[The input]

┄┄┄┄┄┄┄┄┄┄┄┄┄┄┄┄┄┄┄┄

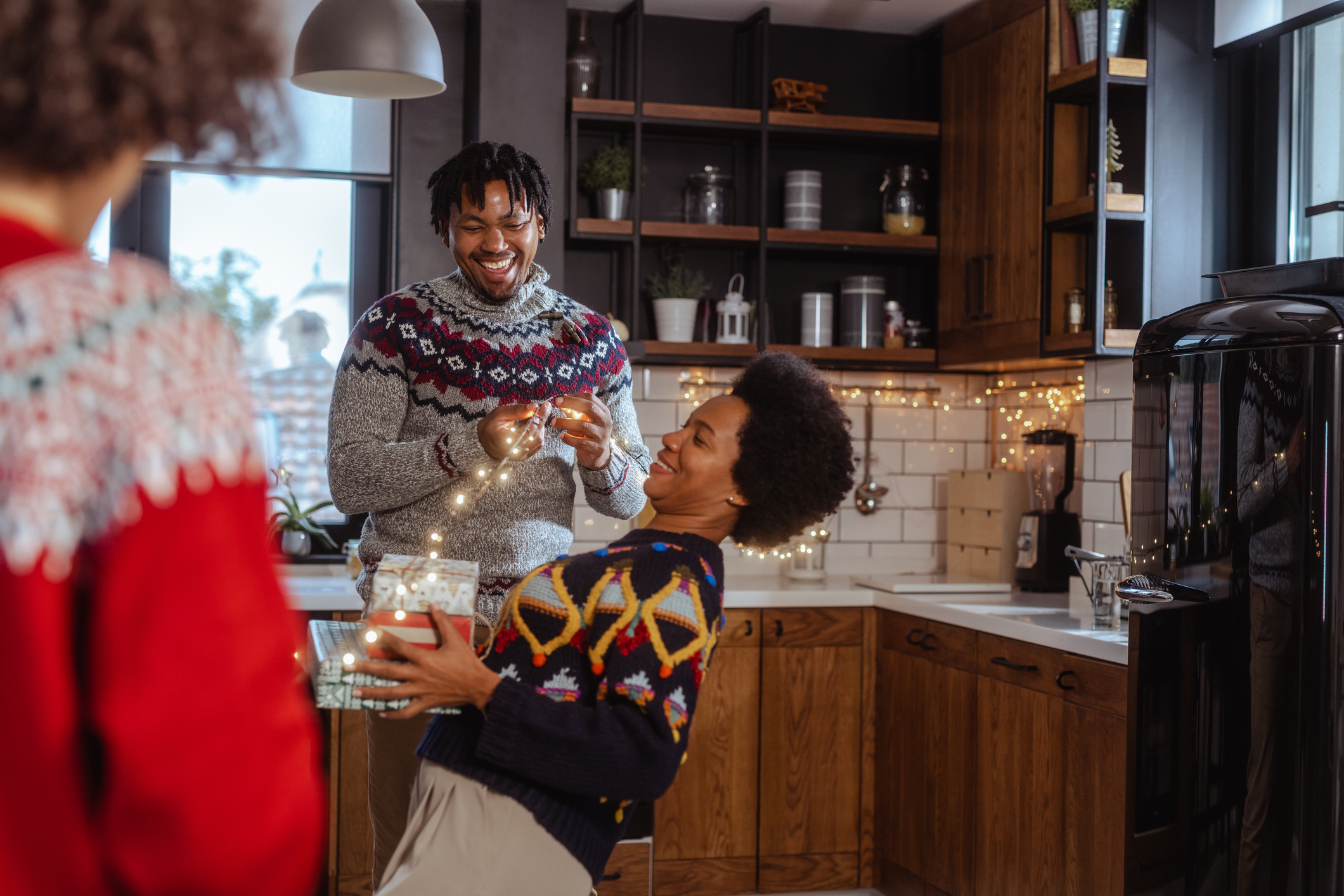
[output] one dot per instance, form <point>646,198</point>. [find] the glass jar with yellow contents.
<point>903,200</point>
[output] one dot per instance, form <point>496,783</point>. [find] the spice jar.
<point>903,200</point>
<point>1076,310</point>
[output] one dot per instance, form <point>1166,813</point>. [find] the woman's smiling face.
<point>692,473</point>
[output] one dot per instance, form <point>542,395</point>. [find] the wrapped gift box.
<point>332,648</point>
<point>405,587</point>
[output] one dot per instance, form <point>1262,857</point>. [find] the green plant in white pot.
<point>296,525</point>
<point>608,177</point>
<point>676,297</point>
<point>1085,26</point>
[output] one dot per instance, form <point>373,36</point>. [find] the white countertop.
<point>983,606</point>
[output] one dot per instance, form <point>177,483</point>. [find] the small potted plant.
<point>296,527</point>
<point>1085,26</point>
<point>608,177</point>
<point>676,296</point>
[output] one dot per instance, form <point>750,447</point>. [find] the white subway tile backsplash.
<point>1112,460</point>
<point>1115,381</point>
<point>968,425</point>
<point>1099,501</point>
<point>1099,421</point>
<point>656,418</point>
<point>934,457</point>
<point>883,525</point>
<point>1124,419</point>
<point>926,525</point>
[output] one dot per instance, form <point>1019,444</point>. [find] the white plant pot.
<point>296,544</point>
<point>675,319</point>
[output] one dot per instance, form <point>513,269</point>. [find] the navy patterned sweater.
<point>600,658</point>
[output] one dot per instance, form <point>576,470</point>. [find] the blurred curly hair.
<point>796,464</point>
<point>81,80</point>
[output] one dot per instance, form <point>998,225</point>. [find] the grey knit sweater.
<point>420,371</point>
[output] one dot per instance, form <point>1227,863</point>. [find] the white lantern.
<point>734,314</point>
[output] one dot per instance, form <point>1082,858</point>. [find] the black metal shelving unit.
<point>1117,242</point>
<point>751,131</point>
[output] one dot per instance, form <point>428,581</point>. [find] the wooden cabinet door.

┄┄┄┄┄┄┄┄┄┄┄┄┄┄┄┄┄┄┄┄

[Exercise]
Please copy the line that holds "[output] one dot per instance, form <point>1082,858</point>." and each line under it through the last line above, exactly as they stand, adding nothing.

[Answer below]
[output] one dot per instance, form <point>1082,858</point>. [find] the black metal shelving unit.
<point>1117,242</point>
<point>751,131</point>
[output] one dot per instance, form <point>428,581</point>. [find] the wooden cabinet door.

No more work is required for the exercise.